Below are the records; give the number of lines in them that include the word "wooden", and nothing more.
══ Records for the task ══
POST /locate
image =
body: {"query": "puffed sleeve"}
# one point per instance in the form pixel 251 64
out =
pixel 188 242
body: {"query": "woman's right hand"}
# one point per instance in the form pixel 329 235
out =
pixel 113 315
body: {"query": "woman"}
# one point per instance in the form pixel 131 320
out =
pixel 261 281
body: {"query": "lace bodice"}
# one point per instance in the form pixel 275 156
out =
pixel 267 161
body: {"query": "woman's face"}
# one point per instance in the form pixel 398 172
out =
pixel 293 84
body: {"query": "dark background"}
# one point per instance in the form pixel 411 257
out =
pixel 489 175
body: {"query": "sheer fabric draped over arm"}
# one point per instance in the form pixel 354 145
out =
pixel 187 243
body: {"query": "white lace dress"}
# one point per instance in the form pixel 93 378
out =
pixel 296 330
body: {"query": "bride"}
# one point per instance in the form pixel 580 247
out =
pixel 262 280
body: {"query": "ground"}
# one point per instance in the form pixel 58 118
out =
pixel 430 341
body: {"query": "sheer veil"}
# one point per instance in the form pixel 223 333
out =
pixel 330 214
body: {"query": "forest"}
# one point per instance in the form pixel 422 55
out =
═══
══ Records for the task ══
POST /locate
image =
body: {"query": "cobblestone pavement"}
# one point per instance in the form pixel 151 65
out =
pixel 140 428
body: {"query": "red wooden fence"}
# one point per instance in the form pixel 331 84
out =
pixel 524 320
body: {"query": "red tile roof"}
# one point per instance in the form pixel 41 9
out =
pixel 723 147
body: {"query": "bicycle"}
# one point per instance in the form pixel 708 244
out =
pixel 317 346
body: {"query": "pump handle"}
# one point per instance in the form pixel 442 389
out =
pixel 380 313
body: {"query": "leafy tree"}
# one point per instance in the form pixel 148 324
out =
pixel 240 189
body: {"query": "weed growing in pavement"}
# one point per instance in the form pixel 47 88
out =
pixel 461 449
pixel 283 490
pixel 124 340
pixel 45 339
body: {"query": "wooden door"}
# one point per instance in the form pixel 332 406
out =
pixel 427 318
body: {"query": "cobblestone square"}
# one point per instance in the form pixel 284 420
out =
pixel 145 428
═══
══ Records for the task ══
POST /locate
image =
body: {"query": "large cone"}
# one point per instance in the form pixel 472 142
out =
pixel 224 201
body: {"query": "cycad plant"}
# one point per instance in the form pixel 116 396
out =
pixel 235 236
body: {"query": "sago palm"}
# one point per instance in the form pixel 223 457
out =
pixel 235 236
═══
- _Answer to the exercise_
2